_Referring expression pointing data_:
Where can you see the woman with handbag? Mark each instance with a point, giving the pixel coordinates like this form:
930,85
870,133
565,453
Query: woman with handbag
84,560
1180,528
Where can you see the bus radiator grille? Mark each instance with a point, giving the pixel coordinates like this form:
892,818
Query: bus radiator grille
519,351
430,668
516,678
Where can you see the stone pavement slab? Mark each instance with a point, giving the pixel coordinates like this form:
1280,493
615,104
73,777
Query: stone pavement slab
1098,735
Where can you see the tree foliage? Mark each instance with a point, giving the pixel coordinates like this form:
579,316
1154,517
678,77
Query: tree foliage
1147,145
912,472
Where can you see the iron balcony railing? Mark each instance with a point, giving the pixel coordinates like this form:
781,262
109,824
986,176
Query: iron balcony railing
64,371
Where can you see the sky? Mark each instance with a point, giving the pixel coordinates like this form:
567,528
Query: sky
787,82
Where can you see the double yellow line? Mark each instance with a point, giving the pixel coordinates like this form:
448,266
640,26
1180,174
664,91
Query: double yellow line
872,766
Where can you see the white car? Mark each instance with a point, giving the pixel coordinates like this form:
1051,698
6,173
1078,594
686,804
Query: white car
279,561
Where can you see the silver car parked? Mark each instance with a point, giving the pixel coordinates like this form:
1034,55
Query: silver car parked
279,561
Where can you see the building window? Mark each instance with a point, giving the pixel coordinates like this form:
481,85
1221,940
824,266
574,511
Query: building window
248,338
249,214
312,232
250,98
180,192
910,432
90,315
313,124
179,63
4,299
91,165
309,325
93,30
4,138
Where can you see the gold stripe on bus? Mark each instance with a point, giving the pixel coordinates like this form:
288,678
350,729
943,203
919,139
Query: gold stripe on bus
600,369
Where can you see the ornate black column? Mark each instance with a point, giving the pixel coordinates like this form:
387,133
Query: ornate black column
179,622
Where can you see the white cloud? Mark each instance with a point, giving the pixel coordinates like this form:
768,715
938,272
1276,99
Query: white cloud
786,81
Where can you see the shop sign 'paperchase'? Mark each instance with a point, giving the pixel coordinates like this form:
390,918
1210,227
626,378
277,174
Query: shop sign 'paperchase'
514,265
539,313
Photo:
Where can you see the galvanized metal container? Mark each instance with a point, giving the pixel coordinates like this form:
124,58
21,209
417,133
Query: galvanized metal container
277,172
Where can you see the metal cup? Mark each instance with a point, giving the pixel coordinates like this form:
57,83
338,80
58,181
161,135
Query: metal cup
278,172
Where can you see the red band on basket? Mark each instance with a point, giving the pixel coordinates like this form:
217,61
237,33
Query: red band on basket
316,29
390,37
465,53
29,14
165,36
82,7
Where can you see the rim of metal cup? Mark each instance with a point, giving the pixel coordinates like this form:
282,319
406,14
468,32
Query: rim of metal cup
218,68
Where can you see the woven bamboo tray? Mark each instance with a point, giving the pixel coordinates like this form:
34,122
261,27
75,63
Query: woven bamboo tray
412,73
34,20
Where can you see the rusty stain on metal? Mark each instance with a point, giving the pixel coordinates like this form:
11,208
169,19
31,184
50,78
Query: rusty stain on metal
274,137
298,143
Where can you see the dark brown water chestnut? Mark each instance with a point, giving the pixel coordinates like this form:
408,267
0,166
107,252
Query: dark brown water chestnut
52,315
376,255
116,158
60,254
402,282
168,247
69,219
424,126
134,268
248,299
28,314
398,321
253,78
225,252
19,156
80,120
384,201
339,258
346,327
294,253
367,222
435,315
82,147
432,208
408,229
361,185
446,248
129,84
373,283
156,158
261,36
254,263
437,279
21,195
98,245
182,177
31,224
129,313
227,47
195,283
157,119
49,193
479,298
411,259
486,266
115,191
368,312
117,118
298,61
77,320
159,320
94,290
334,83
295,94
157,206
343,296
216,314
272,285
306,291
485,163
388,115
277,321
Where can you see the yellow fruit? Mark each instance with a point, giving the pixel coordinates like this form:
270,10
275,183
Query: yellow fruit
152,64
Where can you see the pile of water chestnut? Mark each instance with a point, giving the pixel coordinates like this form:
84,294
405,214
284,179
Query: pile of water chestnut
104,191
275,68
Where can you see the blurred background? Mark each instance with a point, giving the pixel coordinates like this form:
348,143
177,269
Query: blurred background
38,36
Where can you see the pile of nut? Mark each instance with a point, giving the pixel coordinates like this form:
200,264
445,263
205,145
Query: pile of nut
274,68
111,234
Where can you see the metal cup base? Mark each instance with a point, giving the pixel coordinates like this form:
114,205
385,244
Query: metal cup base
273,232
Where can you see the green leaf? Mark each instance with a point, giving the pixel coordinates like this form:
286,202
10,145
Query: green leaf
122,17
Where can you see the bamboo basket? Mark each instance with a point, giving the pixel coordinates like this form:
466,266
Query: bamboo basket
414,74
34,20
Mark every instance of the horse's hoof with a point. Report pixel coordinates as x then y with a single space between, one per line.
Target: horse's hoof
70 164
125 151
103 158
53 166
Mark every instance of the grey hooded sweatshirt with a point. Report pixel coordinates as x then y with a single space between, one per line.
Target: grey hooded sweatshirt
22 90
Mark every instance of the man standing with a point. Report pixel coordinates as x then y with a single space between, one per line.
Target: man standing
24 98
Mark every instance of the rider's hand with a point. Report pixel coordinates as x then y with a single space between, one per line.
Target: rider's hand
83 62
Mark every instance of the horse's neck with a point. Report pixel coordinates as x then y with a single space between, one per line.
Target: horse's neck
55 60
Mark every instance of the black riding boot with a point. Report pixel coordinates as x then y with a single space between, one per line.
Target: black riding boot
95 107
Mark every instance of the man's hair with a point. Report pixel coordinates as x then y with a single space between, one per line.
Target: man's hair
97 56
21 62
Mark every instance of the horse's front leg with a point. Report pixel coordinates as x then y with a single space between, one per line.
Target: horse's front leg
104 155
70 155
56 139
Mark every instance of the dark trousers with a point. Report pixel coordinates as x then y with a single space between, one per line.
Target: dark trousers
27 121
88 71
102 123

...

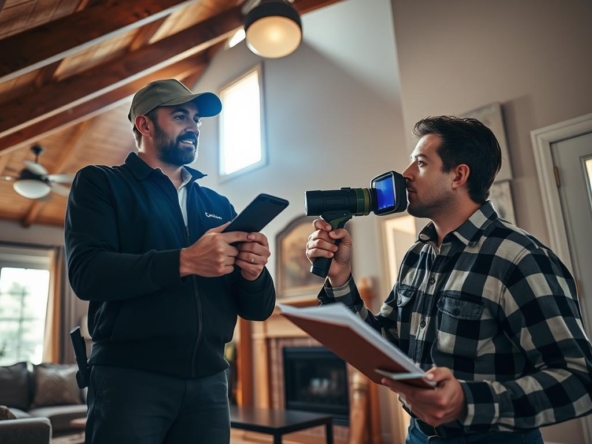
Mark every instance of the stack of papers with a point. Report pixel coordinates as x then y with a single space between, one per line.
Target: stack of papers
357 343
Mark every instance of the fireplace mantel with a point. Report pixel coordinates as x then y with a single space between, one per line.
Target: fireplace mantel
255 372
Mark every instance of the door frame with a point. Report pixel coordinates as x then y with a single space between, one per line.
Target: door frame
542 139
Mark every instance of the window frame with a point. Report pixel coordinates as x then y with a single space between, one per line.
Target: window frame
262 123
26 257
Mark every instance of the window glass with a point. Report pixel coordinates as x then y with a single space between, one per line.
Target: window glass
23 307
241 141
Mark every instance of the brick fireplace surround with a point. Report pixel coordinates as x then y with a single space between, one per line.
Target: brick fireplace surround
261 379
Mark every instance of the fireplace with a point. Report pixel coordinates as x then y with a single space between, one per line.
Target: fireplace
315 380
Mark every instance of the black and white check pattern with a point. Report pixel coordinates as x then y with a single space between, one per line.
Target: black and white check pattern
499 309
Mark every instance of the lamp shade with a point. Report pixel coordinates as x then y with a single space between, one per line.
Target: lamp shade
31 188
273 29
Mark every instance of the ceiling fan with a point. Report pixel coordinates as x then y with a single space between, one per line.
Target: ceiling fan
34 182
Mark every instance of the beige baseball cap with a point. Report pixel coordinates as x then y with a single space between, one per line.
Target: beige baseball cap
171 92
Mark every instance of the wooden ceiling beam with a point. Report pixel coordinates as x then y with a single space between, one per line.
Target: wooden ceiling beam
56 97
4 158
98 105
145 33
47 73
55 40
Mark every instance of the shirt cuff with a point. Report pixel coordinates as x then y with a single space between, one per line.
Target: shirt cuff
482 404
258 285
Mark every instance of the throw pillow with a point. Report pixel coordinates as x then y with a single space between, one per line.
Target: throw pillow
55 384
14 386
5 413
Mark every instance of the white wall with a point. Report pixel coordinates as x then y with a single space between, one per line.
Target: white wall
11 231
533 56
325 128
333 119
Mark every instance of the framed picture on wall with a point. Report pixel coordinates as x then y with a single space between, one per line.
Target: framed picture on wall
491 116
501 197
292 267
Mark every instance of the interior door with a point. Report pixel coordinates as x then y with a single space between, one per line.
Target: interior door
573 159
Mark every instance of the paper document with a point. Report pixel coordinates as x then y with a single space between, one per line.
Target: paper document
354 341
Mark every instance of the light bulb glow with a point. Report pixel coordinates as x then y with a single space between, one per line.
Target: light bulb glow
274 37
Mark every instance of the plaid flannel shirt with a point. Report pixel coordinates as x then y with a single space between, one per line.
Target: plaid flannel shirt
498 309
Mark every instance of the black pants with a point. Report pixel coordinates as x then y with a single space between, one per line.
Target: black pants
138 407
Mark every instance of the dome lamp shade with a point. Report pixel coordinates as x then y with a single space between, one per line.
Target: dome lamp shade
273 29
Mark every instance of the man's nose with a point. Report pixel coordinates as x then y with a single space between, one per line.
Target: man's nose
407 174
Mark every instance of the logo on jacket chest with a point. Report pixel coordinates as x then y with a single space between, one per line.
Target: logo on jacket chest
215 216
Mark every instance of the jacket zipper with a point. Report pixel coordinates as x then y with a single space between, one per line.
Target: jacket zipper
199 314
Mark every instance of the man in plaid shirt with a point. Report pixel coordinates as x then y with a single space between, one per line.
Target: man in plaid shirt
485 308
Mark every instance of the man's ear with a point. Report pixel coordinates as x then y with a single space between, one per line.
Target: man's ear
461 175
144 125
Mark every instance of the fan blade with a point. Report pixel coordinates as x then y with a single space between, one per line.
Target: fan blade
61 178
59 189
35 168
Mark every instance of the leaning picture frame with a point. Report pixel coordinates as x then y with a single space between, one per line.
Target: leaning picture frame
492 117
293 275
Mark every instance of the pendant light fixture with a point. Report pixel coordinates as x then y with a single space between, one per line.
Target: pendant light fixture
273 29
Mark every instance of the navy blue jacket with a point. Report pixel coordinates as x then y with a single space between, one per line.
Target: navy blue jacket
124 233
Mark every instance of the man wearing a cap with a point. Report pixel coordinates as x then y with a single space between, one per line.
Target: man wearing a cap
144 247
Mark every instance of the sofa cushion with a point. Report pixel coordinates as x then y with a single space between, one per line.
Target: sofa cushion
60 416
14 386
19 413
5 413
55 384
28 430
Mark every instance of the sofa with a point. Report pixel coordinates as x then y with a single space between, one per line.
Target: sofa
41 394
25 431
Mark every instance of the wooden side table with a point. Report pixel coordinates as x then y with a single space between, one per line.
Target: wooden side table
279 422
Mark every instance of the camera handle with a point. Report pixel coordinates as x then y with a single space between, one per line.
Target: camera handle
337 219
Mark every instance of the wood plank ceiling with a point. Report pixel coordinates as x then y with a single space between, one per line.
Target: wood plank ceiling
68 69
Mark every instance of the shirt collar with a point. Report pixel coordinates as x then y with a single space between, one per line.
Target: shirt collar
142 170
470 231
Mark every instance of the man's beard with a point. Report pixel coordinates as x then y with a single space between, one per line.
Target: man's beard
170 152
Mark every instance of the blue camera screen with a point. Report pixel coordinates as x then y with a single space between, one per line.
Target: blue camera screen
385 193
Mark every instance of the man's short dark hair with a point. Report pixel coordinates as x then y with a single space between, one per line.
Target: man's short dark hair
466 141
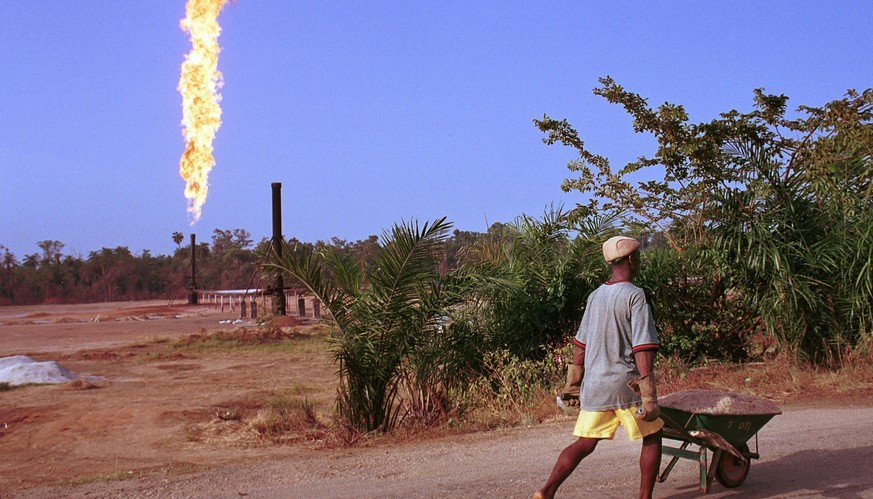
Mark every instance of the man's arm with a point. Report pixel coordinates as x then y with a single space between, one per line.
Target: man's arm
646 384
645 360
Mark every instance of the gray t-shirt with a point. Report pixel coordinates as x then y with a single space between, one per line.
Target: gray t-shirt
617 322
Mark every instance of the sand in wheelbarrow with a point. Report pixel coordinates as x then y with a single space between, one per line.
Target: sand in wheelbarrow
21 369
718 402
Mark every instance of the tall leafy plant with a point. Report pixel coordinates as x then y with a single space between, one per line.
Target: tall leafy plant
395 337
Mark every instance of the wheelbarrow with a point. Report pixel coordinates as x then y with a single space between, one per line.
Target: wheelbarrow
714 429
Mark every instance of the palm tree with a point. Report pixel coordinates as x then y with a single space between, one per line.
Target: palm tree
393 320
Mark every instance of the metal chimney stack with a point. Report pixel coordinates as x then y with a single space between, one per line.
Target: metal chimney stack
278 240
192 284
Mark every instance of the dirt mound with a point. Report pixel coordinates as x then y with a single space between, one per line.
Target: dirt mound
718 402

_ACTIVITY_:
Your answer should be the exact lines above from the one with "Mark every instance of the horse's neck" through the one with "Mark every instance of the dark", both included, and nothing besides.

_ANSWER BOX_:
Mark every instance of the horse's neck with a point. Report pixel coordinates as x then y with a single space between, one per line.
Target: horse's neck
55 60
Mark every instance of the black riding boot with a point. Report pixel coordinates as x then y with a single space between, one per line.
Target: black riding boot
95 107
Mark every instance of the man's hair with a point. Report pixel coordinates as x then y with a single space between, one per line.
Target: man's hair
97 56
21 62
Mark every instance of the horse's front leg with a point. Report pixel coordinates as x then y with a single space between, one per line.
Target: horse's front leg
104 155
70 155
56 139
Mark every instance of the dark trousers with a point. Report pixel coordinates as x then y with a single space between, one per line.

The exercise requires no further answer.